### EXERCISE MATERIALS ###
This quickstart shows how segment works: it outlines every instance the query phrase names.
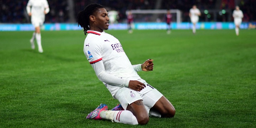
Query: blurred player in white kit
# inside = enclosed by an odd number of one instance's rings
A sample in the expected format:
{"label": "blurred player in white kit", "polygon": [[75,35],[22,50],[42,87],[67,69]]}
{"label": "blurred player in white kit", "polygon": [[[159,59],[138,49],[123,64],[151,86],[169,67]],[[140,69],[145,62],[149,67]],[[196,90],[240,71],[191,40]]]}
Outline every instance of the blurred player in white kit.
{"label": "blurred player in white kit", "polygon": [[198,22],[199,16],[201,16],[201,12],[197,8],[196,6],[194,5],[192,9],[190,10],[189,16],[190,20],[193,24],[192,27],[193,33],[196,33],[196,25]]}
{"label": "blurred player in white kit", "polygon": [[31,22],[35,27],[32,38],[30,39],[31,48],[34,49],[34,41],[36,40],[38,52],[43,52],[41,43],[40,27],[43,25],[45,18],[45,15],[50,11],[48,2],[47,0],[29,0],[27,5],[27,12],[31,16]]}
{"label": "blurred player in white kit", "polygon": [[234,23],[235,25],[235,30],[236,36],[239,35],[239,29],[240,25],[242,23],[242,18],[244,17],[242,12],[239,9],[239,7],[237,6],[235,10],[233,12],[233,17],[234,18]]}

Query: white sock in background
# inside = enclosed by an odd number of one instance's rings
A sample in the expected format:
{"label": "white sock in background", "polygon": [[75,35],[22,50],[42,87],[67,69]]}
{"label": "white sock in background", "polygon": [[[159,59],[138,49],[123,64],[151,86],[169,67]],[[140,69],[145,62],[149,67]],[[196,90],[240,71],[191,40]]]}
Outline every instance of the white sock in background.
{"label": "white sock in background", "polygon": [[42,53],[43,52],[43,50],[41,44],[41,33],[36,33],[36,39],[37,40],[37,43],[38,48],[38,52]]}
{"label": "white sock in background", "polygon": [[193,32],[194,34],[196,33],[196,25],[193,25]]}
{"label": "white sock in background", "polygon": [[237,27],[236,27],[235,30],[236,36],[238,36],[239,35],[239,28]]}
{"label": "white sock in background", "polygon": [[31,38],[30,41],[30,43],[31,44],[31,48],[32,49],[34,49],[35,48],[34,41],[35,37],[36,32],[33,32],[33,35],[32,35],[32,38]]}
{"label": "white sock in background", "polygon": [[115,122],[125,124],[137,125],[137,119],[133,114],[128,110],[102,111],[100,116],[103,119],[110,119]]}

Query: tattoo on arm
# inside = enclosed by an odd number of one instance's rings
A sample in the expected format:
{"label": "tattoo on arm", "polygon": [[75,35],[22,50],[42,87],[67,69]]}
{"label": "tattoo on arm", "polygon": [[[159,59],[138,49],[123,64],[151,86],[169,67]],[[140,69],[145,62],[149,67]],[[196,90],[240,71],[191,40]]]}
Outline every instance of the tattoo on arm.
{"label": "tattoo on arm", "polygon": [[142,100],[141,100],[135,101],[133,103],[138,105],[144,105],[143,102],[142,102]]}

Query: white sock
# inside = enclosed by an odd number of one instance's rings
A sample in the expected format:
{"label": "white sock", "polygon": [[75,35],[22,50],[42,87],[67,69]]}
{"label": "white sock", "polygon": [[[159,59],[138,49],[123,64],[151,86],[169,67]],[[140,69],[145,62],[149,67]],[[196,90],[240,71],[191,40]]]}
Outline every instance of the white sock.
{"label": "white sock", "polygon": [[157,112],[156,111],[153,111],[150,110],[149,110],[149,114],[150,116],[153,116],[153,117],[159,117],[160,118],[161,117],[161,115],[160,114],[160,113],[158,112]]}
{"label": "white sock", "polygon": [[116,122],[132,125],[138,124],[136,117],[128,110],[102,111],[100,113],[100,116],[103,119]]}
{"label": "white sock", "polygon": [[36,33],[36,39],[37,40],[37,46],[38,48],[38,51],[39,51],[39,52],[42,53],[43,51],[43,48],[42,48],[42,44],[41,44],[41,33]]}
{"label": "white sock", "polygon": [[237,27],[236,27],[235,29],[235,31],[236,31],[236,35],[238,36],[239,34],[239,28],[238,28]]}
{"label": "white sock", "polygon": [[31,38],[31,39],[30,39],[31,42],[33,42],[34,41],[34,38],[36,37],[36,32],[33,32],[33,34],[32,35],[32,38]]}
{"label": "white sock", "polygon": [[193,25],[193,33],[196,33],[196,25]]}

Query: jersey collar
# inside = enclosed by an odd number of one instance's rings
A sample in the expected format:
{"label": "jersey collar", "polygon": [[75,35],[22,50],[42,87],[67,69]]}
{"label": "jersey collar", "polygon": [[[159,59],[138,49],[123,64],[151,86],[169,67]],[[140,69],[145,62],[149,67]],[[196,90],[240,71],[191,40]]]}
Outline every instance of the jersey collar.
{"label": "jersey collar", "polygon": [[[104,32],[104,31],[103,31]],[[97,35],[100,36],[100,35],[101,34],[101,32],[94,31],[91,31],[91,30],[88,30],[86,32],[87,33],[92,33],[92,34],[96,34]]]}

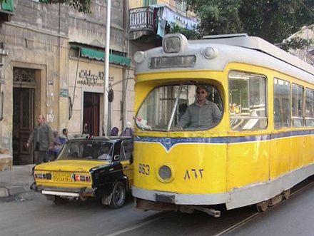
###
- [EXERCISE DIRECTIONS]: Pull together each line of the material that contains the word "player".

- [FULL ANSWER]:
Query: blurred player in white kit
{"label": "blurred player in white kit", "polygon": [[75,35],[22,50],[42,87],[67,69]]}
{"label": "blurred player in white kit", "polygon": [[[159,59],[138,49],[123,64],[151,86],[169,67]],[[140,69],[145,62],[149,67]],[[196,90],[240,71],[191,40]]]}
Outline every instance of the blurred player in white kit.
{"label": "blurred player in white kit", "polygon": [[198,22],[199,16],[201,16],[201,12],[197,8],[196,6],[194,5],[192,9],[190,10],[189,16],[190,20],[193,24],[192,27],[193,33],[196,33],[196,25]]}
{"label": "blurred player in white kit", "polygon": [[31,22],[35,27],[32,38],[30,39],[31,48],[34,49],[34,41],[36,40],[38,52],[43,52],[41,43],[40,27],[43,25],[45,18],[45,15],[50,11],[48,2],[47,0],[29,0],[27,5],[27,12],[31,16]]}
{"label": "blurred player in white kit", "polygon": [[234,23],[235,25],[235,30],[236,36],[239,35],[239,29],[240,25],[242,23],[242,18],[244,17],[242,12],[239,9],[239,7],[237,6],[235,10],[233,12],[233,17],[234,18]]}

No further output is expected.